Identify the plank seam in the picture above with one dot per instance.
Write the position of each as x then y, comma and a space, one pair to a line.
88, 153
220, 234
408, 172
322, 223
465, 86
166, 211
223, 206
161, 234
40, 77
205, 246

-----

▶ [EXERCISE GOAL] Rewrite the records above with "board joint" in place of "plank seam", leaving everything else unchanged.

▶ [TASK ANSWER]
Identify the board joint in the picture above with one dot per instance.
Write the position of each as x then y, comma and a space, one pair to a line.
88, 153
220, 234
408, 172
322, 223
465, 86
166, 211
223, 206
161, 234
40, 77
205, 246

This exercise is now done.